How to complete this task » An exact copy of all the data is required, with pictures left out.

◇ ◇ ◇

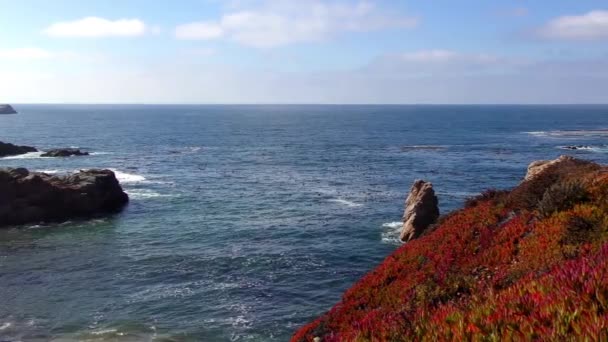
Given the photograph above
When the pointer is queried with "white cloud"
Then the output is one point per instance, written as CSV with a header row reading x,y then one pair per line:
x,y
287,22
94,27
199,30
590,26
25,53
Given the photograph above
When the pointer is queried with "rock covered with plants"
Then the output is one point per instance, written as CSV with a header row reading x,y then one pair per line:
x,y
525,264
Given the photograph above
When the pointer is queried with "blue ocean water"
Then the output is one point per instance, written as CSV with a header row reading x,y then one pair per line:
x,y
246,222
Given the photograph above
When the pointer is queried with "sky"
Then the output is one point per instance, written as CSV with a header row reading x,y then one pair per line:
x,y
304,51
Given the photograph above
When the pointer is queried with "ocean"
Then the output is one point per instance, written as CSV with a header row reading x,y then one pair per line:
x,y
246,222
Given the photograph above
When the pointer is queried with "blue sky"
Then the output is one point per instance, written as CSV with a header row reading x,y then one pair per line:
x,y
295,51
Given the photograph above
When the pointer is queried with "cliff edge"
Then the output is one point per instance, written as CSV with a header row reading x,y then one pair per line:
x,y
526,264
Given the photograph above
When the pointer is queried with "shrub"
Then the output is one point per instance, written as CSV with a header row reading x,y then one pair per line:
x,y
562,196
493,195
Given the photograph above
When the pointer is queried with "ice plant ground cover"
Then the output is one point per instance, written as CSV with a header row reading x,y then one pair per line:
x,y
530,263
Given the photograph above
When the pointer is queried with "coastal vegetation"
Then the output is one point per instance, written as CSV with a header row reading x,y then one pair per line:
x,y
525,264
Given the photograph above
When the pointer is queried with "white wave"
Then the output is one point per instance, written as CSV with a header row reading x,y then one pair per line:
x,y
145,194
50,172
393,225
105,332
345,202
537,133
597,149
29,155
391,232
124,177
570,133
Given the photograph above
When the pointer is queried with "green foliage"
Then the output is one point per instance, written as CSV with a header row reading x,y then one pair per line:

◇ ◇ ◇

Your response »
Given the photograph above
When the pointer is queried with "white cloud"
Then the output is one point per instance, written as CSV with a header row reading x,y then one pair per line:
x,y
287,22
94,27
199,30
590,26
25,53
Given the photograph above
When the pointer is queried with "rock covered with plants"
Then the output is one point per instance, written as CSV with a header row reading x,y then one pair per line:
x,y
525,264
Given the photograph above
When the pointer is queried with "blue ocean water"
Then the output is one point per instance, written as CSV with a header row reading x,y then one pair per line:
x,y
246,222
Given the photograph above
When the pointer is queried with "sky"
Then the output is one point per instance, written as CSV with a header row reading x,y then one pair per line:
x,y
304,51
Given the photograph above
When the pointer is queried with "ocean"
Then the output is one point per instance, written as CSV with a header row reading x,y then one pair per line:
x,y
246,222
Given the photograph above
When the pointer is queried with "blue sky"
Then the output is one point per instance, written as CSV with a header row reading x,y then one pair per line:
x,y
295,51
Given the photograph above
When the pointer is queried with "cliff edge"
Then the output is one point per instance, written as CSV with a header row reading x,y then one pair per line:
x,y
526,264
Given the photograph above
When the pointer is queried with "shrub"
Then the output is one point per instance, written as CSV with a header row reading x,y then one pair per line:
x,y
562,196
493,195
Given the photograph above
When the pointer is queried with "ice plant ground cover"
Then the output is one point per instance, written as CSV with a header row reading x,y then one pair per line:
x,y
530,263
Given the photograph above
When the pointer is queried with "coastal vegetation"
Then the output is one point per instance, written as CSV with a header row reading x,y then one pair per line:
x,y
525,264
Given the photograph above
When the pointer is queried with "white wave"
Then the output is one point per instance, written as CSV with a header row reading x,y then one pair per line:
x,y
145,194
50,172
393,225
105,332
345,202
537,133
597,149
29,155
391,232
124,177
570,133
Given the photograph above
When the pointer is queried with "green foliage"
Then the output is one point per instance, written as CSV with a header row reading x,y then one pair per line:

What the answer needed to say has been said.